> _EXERCISE SET_
a) In the Hollinger International 8-K filing, rewrite the paragraph that begins "On January 22, 1999, Hollinger International Inc." as a short bulleted list that keeps its main facts.
b) Continue the Hollinger International 8-K filing from the point where it stops.

> _DOCUMENT SEGMENT_
==================================================
<PAGE> 1
SECURITIES AND EXCHANGE COMMISSION
Washington, D.C. 20549
FORM 8-K
CURRENT REPORT
Pursuant to Section 13 or 15(d) of
the Securities Exchange Act of 1934
January 22, 1999
----------------
(Date of Earliest event reported)
Hollinger International Inc.
----------------------------
(Exact name of registrant
as specified in its charter)
Delaware
--------
(State or other jurisdiction of incorporation)
0-24004
--------
(Commission File Number)
95-3518892
----------
(I.R.S. Employer
Identification Number
401 North Wabash Avenue, Chicago, Illinois 60611
---------------------------------------------------
(Address of principal executive offices) (Zip Code)
(312) 321-2299
----------------------------------------------------
(Registrants' telephone number, including area code)
<PAGE> 2
Item 2. Acquisition or Disposition of Assets
On January 22, 1999, Hollinger International Inc.
("International") purchased an aggregate of 19,845,118 common shares of Southam
Inc. ("Southam") pursuant to its offer to purchase all of the 29.0% of the
common shares of Southam that it did not already own. As a result of this
acquisition, International owns approximately 97% of the outstanding common
shares of Southam. Pursuant to applicable Canadian law, International will
purchase the remaining common shares in a compulsory acquisition as soon as is
practicable (these acquisitions of Southam common shares are referred to as the
"Acquisition"). The Acquisition was funded in part by the portion (71.0%)
received by a subsidiary of Publishing of Southam's recent Cdn.$7.00 per common
share special dividend, with the remaining portion funded (or to be funded) with
bank borrowings. The Acquisition, the Southam special dividend and the related
bank borrowings are together referred to as the "Southam Transaction". The cost
of the Acquisition is expected to be Cdn.$556.5 million ($364.6 million) and the
amount of the Southam special dividend was Cdn.$532.0 million ($348.6 million)
(71.0% of such dividend was paid to a subsidiary of Publishing). As a result,
the net increase in indebtedness associated with the Southam Transaction was
Cdn.$710.8 million ($465.7 million).
Item 5. Other Events
Consent Solicitation
--------------------
On January 28, 1999, Hollinger International Publishing Inc.
==================================================
> _SUPPLIED INFORMATION_

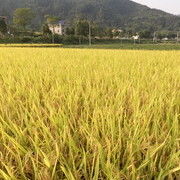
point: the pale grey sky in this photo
(171, 6)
==================================================
> _FINAL RESULTS_
a)
- On January 22, 1999, Hollinger International Inc. ("International") bought 19,845,118 common shares of Southam Inc. under its offer for the 29.0% of Southam's common shares it did not already own.
- International now owns about 97% of Southam's outstanding common shares. Under Canadian law, it will buy the remaining shares in a compulsory acquisition as soon as practicable. Together, these purchases are called the "Acquisition."
- Funding for the Acquisition:
  - the 71.0% share of Southam's recent Cdn.$7.00 per share special dividend that a subsidiary of Publishing received
  - bank borrowings for the rest
- The Acquisition, the special dividend and the bank borrowings together make up the "Southam Transaction."
- The Acquisition is expected to cost Cdn.$556.5 million ($364.6 million).
- The special dividend totaled Cdn.$532.0 million ($348.6 million).
- The net increase in indebtedness from the Southam Transaction was Cdn.$710.8 million ($465.7 million).

b)
("Publishing"), a wholly owned subsidiary of International, commenced the
solicitation of consents to certain proposed amendments to the indentures which
govern its three issues of outstanding public debt aggregating $800 million
principal amount: the 8-5/8% Senior Notes due 2005, 9-1/4% Senior Subordinated
Notes due 2006, and 9-1/4% Senior Subordinated Notes due 2007. The consent
solicitation is subject to the terms and conditions set forth in Publishing's
Consent Solicitation Statement dated January 28, 1999. For each series of notes,
adoption of the proposed amendments requires consent of a majority of the
noteholders of that series.
In light of the improved financial performance of
International and its affiliates since the offering of the notes, the primary
purpose of the Consent Solicitation is to increase Publishing's flexibility to
make investments and
<PAGE> 3
potential distributions to International. As consideration to holders of
notes, Publishing proposes to further limit its ability to incur indebtedness
and, if the proposed amendments to the indenture governing a particular series
of notes are effected by execution of a supplemental indenture, to make a
consent payment of $12.50 per $1,000 principal amount of notes of that series
for which a valid consent is received (and not revoked).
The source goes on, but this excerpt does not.